Exercise objective: Return, without any changes, the rows from the line with "--target gravel stones" up to and including the line with "71 257 L 72".

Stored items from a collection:

=====

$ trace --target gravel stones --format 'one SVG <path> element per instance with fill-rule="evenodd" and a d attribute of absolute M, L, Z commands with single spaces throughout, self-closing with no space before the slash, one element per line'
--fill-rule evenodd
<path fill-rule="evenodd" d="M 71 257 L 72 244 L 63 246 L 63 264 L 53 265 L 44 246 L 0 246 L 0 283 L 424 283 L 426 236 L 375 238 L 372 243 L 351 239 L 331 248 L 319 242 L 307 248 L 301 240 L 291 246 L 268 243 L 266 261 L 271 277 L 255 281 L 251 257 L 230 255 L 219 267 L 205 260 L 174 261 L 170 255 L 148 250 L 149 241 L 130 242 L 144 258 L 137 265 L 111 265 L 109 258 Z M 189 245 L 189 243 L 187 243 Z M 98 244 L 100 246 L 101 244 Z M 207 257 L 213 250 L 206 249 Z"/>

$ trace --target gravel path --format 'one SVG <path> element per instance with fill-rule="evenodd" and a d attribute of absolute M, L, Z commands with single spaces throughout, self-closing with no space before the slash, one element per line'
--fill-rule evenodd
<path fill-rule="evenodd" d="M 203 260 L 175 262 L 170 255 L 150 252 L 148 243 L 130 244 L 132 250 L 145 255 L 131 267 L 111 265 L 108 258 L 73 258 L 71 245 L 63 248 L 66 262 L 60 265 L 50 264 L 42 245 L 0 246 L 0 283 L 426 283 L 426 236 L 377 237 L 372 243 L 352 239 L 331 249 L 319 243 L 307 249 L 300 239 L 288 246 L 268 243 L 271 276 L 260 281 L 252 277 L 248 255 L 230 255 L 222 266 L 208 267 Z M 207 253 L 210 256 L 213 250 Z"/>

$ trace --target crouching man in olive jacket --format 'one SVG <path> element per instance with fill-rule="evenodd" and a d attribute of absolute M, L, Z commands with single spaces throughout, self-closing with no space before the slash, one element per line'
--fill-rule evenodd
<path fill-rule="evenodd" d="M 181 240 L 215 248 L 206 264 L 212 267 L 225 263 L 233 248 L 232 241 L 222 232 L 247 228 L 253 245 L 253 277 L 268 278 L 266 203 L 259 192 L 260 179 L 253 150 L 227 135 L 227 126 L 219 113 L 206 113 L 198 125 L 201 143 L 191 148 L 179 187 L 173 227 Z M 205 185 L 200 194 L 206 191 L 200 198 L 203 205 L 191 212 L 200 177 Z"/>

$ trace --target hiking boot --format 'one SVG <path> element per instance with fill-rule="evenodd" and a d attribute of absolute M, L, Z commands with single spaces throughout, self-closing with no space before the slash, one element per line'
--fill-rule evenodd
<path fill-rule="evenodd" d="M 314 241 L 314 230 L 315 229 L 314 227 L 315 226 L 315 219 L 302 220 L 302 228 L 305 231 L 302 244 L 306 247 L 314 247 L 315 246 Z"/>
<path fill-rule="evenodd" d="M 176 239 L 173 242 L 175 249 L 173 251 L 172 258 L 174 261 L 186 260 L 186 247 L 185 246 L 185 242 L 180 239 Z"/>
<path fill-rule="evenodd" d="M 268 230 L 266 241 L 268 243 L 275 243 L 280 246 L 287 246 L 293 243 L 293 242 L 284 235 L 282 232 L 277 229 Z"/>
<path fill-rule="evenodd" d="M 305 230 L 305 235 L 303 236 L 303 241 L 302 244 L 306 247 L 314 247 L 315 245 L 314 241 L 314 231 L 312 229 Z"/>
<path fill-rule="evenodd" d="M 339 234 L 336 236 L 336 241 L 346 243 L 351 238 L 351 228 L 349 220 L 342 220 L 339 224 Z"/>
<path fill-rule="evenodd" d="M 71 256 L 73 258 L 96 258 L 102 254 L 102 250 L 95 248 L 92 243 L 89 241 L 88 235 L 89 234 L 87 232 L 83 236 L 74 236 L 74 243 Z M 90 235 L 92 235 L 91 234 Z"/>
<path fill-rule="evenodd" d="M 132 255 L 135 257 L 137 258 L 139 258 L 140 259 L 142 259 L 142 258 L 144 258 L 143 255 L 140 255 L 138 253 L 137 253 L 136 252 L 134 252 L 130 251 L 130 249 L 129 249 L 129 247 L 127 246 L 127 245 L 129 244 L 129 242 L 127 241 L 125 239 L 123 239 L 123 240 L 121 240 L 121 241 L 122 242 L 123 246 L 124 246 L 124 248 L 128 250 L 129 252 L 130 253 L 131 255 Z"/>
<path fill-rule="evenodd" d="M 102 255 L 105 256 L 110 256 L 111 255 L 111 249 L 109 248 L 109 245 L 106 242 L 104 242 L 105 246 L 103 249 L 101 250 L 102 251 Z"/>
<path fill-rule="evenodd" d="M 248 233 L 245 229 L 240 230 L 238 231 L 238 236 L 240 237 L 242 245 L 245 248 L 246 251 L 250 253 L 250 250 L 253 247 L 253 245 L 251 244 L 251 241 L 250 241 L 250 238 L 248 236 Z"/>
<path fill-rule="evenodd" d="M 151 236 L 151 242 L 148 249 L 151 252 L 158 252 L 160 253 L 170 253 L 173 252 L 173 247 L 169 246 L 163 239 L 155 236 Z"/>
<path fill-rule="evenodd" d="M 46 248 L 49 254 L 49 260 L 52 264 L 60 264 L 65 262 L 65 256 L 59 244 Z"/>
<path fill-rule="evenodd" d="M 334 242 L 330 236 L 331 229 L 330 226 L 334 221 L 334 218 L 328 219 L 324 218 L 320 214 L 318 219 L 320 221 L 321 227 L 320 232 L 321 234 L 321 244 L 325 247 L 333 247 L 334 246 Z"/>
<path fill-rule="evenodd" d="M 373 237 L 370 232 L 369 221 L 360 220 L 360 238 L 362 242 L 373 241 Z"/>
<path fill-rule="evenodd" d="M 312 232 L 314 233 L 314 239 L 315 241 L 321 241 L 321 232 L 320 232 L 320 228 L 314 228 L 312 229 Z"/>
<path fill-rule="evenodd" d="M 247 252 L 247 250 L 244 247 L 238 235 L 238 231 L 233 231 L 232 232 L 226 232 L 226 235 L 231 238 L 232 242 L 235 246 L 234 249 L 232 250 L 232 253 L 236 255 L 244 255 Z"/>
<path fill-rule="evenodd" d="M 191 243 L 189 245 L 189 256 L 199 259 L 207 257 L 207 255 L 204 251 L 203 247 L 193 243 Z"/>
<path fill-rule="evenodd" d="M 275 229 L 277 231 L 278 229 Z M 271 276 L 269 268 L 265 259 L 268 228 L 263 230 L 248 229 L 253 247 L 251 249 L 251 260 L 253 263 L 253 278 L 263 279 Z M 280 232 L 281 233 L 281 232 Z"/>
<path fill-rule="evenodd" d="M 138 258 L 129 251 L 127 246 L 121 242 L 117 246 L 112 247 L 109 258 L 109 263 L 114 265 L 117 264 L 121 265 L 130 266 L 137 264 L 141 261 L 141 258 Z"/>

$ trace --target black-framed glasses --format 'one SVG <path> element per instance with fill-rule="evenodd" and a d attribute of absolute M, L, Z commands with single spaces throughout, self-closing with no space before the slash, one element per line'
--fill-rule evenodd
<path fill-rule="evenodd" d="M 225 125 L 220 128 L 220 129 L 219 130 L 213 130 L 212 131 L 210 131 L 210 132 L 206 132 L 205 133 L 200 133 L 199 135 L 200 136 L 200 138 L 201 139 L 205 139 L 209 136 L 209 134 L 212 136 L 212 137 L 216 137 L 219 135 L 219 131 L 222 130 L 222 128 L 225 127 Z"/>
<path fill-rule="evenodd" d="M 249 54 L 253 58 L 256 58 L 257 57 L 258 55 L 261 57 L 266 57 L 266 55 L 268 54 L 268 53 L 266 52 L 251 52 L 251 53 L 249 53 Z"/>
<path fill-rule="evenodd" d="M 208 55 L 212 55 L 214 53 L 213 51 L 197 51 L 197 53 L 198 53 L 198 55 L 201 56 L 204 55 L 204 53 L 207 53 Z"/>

=====

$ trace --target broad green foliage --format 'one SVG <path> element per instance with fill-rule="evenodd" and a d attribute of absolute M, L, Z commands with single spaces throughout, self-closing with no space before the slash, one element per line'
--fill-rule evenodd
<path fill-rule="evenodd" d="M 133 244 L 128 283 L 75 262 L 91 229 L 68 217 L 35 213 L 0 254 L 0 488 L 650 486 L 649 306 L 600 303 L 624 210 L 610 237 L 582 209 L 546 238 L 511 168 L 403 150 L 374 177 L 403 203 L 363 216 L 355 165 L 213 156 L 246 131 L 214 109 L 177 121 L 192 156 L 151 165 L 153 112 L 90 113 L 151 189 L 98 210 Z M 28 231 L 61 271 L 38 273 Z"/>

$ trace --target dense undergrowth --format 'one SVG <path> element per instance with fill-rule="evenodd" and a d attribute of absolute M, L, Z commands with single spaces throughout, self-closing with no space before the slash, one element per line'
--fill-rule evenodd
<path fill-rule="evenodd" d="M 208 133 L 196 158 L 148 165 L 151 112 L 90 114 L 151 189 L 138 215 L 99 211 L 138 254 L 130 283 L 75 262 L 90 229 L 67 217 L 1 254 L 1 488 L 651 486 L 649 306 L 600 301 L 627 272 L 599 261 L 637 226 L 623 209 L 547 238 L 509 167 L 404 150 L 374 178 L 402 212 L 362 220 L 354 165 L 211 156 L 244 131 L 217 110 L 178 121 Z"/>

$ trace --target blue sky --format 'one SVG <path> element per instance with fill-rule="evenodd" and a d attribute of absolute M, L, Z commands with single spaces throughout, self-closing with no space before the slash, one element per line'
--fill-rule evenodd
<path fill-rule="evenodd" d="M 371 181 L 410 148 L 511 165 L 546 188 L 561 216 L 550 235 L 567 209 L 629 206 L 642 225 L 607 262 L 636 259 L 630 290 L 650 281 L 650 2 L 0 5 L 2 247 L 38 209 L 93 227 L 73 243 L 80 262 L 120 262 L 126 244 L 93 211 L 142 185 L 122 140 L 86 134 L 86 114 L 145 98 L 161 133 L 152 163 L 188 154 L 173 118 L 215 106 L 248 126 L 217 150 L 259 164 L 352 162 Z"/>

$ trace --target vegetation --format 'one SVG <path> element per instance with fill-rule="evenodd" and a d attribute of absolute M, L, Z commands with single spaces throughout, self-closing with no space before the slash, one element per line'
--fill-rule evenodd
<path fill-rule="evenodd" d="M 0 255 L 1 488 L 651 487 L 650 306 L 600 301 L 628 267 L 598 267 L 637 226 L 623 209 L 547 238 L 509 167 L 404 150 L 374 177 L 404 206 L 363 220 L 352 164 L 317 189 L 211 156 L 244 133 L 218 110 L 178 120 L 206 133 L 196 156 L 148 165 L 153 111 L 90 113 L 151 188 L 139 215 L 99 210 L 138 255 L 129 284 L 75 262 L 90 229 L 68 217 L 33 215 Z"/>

=====

Exercise output:
$ trace --target gravel stones --format 'one SVG <path> element per instance with fill-rule="evenodd" and a d attribute of absolute M, L, Z commands with single spaces throughout, self-closing with no space before the slash, one element per line'
--fill-rule evenodd
<path fill-rule="evenodd" d="M 71 257 L 72 244 L 63 246 L 63 264 L 53 265 L 44 246 L 0 246 L 0 283 L 424 283 L 426 236 L 375 238 L 372 243 L 351 239 L 331 248 L 319 242 L 307 248 L 301 240 L 291 246 L 268 243 L 266 261 L 271 277 L 255 281 L 251 257 L 230 255 L 219 267 L 205 260 L 174 261 L 170 255 L 148 250 L 149 241 L 130 242 L 144 258 L 137 265 L 111 265 L 109 258 Z M 189 245 L 189 243 L 187 243 Z M 98 244 L 100 246 L 101 244 Z M 207 257 L 213 250 L 206 249 Z"/>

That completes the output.